__Quoted passage__
*** Begin section ***
A cohort of 115 MS patients along with 44 age- and sex-matched healthy controls underwent brain and cervical cord 3T MRI with pulse sequences. Of the MS cohort, 57 patients had relapsing-remitting MS, 12 primary progressive MS, and 46 secondary progressive MS. Lesions, atrophy, and microstructural damage were assessed. A complete neurological assessment with Expanded Disability Status Scale (EDSS) rating was performed as well.

Five clusters of MS patients were identified: “early”, “intermediate-cord”, “intermediate-cortical”, “intermediate-late-lesion”, and “late”. Early patients showed similar MRI metrics as healthy controls (except lesions), low EDSS, and short disease duration. Compared with early patients, intermediate patients were characterised by altered MRI metrics, higher EDSS, and longer disease duration (P<0.01). Intermediate-cord patients stood out by high cord T2-lesion volume (LV), except versus late patients (P<0.001). The intermediate-cortical group had relatively low cortical thickness (P<0.001), except versus intermediate-late-lesion and late patients. Intermediate-late-lesion patients had a longer disease duration, a higher brain T2-LV, and deep grey matter (GM) atrophy, except compared with late patients (P<0.01). Of all groups, the late patients had the worst corticospinal-tract diffusion-tensor metrics and cord/brain atrophy (P<0.01); they also had higher EDSS and disease duration than the intermediate-cord and the intermediate-cortical patients (P<0.01).
*** End section ***
__Problem__
Copy out the full MS cohort study text word for word. Rely only on the text given here.

__Supplied material__
*** Begin section ***
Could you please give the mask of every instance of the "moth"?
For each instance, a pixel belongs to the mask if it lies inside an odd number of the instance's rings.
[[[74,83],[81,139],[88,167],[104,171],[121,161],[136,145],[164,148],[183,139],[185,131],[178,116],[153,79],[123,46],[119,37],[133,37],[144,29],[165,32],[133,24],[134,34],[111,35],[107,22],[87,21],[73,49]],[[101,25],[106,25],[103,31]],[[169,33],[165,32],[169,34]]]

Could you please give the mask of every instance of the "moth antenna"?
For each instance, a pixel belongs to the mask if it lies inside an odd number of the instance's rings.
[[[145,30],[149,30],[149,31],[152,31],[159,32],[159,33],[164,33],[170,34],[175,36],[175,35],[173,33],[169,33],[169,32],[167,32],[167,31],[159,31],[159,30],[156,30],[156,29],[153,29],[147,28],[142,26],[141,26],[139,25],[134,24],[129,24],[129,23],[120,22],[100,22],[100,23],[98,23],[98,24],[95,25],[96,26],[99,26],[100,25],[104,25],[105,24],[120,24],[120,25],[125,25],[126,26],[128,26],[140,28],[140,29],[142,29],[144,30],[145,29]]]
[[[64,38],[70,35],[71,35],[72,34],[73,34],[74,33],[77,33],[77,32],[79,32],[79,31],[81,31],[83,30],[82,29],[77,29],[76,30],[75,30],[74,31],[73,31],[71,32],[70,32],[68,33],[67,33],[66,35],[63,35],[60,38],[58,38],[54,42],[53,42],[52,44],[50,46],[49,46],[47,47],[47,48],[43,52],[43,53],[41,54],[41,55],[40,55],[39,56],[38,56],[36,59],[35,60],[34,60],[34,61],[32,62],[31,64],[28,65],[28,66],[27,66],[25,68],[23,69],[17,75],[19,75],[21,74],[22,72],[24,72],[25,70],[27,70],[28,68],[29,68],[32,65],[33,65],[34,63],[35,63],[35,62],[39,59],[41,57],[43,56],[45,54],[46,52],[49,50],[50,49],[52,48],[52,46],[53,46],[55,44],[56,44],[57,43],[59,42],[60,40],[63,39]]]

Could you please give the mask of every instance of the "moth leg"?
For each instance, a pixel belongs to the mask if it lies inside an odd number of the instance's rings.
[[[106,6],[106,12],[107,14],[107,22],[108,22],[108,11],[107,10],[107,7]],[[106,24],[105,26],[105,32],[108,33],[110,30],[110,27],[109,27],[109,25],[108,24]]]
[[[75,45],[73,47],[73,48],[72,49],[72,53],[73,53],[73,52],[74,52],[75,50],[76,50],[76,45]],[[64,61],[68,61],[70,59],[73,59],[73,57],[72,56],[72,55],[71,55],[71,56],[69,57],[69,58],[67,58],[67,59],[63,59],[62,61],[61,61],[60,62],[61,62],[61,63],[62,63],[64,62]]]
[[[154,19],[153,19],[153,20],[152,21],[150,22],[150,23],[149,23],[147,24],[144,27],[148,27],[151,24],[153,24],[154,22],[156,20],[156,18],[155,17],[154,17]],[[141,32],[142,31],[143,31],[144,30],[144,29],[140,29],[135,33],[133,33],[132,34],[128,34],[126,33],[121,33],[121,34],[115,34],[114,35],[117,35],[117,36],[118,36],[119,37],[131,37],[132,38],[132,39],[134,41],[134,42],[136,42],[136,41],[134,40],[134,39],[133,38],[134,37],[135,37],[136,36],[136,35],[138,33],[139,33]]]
*** End section ***
__Result__
A cohort of 115 MS patients along with 44 age- and sex-matched healthy controls underwent brain and cervical cord 3T MRI with pulse sequences. Of the MS cohort, 57 patients had relapsing-remitting MS, 12 primary progressive MS, and 46 secondary progressive MS. Lesions, atrophy, and microstructural damage were assessed. A complete neurological assessment with Expanded Disability Status Scale (EDSS) rating was performed as well.

Five clusters of MS patients were identified: “early”, “intermediate-cord”, “intermediate-cortical”, “intermediate-late-lesion”, and “late”. Early patients showed similar MRI metrics as healthy controls (except lesions), low EDSS, and short disease duration. Compared with early patients, intermediate patients were characterised by altered MRI metrics, higher EDSS, and longer disease duration (P<0.01). Intermediate-cord patients stood out by high cord T2-lesion volume (LV), except versus late patients (P<0.001). The intermediate-cortical group had relatively low cortical thickness (P<0.001), except versus intermediate-late-lesion and late patients. Intermediate-late-lesion patients had a longer disease duration, a higher brain T2-LV, and deep grey matter (GM) atrophy, except compared with late patients (P<0.01). Of all groups, the late patients had the worst corticospinal-tract diffusion-tensor metrics and cord/brain atrophy (P<0.01); they also had higher EDSS and disease duration than the intermediate-cord and the intermediate-cortical patients (P<0.01).